• **Direction**: Filter the data and keep only the lines that contain the word "black", treating uppercase and lowercase as different.

[Pointing dataset records]

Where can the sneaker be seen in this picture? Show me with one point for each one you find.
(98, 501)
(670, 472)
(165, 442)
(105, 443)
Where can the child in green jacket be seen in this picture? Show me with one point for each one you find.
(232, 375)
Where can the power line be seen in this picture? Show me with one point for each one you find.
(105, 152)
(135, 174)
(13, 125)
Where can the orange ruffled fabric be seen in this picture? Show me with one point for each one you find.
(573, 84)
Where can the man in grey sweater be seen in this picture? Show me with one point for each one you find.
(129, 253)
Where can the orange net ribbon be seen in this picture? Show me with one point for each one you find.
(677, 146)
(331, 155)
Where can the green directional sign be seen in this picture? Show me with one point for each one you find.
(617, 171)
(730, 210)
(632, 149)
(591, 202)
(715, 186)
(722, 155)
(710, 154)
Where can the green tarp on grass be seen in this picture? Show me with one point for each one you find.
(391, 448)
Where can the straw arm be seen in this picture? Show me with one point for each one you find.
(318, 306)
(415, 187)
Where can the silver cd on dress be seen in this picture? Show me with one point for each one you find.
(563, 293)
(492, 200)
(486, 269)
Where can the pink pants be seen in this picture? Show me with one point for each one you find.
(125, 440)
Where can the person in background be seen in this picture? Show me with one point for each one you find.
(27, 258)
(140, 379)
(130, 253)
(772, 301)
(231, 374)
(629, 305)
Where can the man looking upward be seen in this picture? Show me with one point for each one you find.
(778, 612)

==

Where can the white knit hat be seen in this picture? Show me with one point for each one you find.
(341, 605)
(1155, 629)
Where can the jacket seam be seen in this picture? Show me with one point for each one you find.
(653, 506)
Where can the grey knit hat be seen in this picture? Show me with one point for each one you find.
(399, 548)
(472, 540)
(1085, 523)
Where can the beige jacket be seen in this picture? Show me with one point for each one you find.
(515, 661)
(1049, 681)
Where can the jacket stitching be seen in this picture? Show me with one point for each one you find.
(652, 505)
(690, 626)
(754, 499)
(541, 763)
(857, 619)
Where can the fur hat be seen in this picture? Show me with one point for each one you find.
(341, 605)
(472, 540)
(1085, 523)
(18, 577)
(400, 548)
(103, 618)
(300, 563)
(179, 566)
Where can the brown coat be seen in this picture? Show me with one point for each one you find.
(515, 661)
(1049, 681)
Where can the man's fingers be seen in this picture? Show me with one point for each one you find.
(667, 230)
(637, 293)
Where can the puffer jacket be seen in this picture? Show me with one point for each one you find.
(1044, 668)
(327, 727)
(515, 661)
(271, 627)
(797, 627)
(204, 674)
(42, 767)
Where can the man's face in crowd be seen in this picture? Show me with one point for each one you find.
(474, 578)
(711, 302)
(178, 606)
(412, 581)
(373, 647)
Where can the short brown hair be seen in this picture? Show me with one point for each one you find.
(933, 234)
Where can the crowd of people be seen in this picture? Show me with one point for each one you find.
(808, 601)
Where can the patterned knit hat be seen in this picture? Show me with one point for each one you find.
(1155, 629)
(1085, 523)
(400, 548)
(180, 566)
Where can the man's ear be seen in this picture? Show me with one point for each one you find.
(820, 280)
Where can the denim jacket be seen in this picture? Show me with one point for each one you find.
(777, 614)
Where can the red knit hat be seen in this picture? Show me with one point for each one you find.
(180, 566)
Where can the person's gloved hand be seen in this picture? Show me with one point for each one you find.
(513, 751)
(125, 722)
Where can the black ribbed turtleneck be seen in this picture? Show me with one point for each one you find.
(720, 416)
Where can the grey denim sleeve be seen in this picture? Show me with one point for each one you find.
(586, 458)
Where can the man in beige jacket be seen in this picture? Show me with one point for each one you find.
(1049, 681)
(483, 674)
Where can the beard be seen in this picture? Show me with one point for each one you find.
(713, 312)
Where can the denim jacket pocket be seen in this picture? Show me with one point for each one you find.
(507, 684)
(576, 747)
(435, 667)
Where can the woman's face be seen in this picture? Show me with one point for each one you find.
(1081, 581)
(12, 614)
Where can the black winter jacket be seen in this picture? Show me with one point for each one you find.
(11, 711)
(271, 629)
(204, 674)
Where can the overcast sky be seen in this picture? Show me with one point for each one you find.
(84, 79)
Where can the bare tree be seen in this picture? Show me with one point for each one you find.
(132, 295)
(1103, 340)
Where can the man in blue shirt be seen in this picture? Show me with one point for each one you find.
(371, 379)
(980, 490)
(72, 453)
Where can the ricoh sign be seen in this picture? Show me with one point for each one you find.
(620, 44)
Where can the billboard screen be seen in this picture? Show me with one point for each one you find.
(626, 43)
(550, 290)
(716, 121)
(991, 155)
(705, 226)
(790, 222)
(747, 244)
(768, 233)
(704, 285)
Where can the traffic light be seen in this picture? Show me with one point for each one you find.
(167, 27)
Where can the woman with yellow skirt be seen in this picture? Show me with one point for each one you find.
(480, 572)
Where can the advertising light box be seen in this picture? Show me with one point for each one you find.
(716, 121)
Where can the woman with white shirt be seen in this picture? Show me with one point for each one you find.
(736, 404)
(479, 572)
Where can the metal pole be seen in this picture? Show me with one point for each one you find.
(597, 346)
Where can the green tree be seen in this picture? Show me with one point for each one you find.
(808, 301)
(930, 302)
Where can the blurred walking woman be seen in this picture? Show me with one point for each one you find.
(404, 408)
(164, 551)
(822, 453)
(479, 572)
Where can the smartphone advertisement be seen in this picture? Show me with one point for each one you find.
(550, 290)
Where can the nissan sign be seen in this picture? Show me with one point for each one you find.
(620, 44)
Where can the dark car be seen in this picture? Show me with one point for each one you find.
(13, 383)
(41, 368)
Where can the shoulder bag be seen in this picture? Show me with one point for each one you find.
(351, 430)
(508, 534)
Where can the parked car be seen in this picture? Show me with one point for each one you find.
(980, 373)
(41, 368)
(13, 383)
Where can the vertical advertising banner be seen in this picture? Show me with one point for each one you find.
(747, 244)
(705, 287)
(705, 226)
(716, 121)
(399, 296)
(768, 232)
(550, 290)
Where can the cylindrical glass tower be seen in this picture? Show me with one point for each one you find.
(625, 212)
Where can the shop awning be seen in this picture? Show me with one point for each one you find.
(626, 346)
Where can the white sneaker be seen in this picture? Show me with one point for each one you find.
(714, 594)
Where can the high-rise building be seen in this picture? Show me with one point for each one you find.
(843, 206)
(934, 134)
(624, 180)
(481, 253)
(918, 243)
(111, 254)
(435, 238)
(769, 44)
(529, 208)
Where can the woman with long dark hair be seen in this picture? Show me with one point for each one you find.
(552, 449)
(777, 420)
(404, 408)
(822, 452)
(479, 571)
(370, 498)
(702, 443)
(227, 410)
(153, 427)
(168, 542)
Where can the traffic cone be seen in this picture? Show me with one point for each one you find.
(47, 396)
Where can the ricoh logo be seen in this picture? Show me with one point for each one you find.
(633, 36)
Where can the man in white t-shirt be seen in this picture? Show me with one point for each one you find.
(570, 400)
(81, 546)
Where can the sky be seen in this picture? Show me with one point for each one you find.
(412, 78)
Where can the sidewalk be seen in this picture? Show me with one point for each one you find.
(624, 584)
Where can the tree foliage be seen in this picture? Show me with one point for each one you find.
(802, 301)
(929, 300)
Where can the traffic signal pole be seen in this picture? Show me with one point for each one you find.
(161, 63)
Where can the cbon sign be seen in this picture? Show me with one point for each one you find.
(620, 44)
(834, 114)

* * *

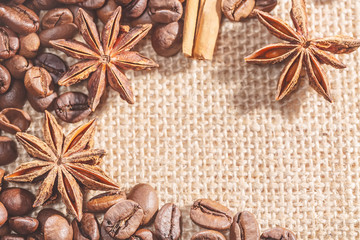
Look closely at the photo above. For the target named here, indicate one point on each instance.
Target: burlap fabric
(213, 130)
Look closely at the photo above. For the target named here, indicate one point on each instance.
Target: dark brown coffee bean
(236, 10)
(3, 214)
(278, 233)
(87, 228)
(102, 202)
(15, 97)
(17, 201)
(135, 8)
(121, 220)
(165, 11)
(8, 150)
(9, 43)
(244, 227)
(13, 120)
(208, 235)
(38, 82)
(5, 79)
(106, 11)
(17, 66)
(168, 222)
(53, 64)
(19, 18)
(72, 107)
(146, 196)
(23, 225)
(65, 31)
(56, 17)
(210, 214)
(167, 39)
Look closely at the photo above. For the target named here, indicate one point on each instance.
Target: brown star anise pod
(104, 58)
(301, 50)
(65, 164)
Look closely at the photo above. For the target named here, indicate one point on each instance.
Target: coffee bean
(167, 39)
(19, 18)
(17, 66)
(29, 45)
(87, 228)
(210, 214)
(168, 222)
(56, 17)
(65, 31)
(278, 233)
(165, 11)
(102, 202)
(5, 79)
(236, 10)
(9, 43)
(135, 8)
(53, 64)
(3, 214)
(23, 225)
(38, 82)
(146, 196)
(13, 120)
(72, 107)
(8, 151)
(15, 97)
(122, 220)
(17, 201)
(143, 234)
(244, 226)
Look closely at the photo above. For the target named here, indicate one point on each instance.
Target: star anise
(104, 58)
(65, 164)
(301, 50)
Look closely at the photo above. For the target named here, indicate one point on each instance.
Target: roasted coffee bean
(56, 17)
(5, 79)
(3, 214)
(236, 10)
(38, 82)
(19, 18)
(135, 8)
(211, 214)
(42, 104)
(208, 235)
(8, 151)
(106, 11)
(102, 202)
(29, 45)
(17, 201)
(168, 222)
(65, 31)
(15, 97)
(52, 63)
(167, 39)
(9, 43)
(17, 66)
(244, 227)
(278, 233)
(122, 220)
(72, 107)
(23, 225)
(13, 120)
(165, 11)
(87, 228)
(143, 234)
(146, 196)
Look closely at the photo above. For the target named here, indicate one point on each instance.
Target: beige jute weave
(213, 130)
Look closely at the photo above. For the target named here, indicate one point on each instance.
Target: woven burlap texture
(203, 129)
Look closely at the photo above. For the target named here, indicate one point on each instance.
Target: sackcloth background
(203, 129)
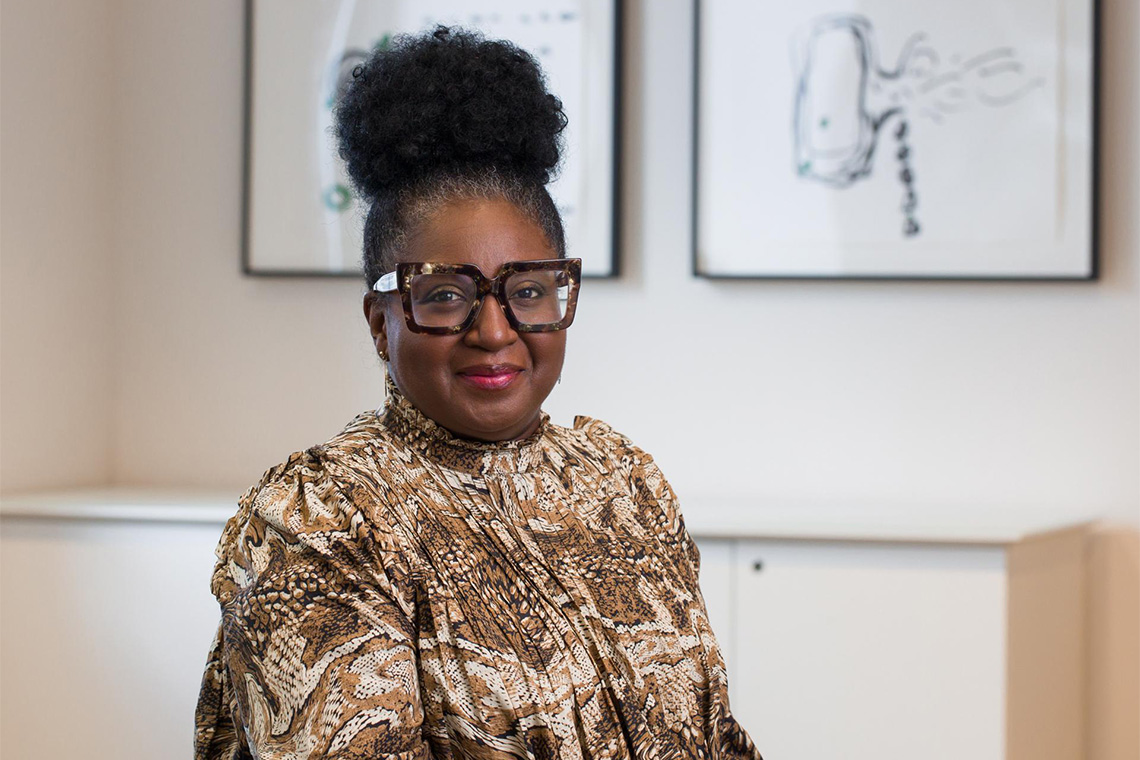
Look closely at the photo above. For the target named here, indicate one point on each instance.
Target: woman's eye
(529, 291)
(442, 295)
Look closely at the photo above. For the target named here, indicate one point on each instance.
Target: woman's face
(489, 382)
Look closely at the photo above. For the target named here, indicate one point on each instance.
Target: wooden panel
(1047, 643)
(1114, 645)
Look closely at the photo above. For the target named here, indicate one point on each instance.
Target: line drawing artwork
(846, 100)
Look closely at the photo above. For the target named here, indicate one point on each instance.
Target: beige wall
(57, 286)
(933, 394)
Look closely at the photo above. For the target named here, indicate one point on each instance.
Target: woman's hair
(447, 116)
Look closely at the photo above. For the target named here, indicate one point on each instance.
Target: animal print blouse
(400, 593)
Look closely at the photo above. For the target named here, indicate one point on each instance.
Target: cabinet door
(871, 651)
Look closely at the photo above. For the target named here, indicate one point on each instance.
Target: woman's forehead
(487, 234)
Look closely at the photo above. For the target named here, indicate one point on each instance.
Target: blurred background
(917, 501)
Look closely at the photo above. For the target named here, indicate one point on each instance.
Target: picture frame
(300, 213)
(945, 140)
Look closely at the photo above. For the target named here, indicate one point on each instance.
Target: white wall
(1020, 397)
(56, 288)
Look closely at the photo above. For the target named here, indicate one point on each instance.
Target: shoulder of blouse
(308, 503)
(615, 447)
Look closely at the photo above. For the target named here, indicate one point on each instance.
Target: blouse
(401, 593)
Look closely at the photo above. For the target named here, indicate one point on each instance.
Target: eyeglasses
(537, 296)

• **Solution to this problem**:
Where can the black ribbed turtleneck be seen in this picture? Show me with one point for each one you find.
Where can the black winter jacket be seen in this picture? Show me with one point for each one you find.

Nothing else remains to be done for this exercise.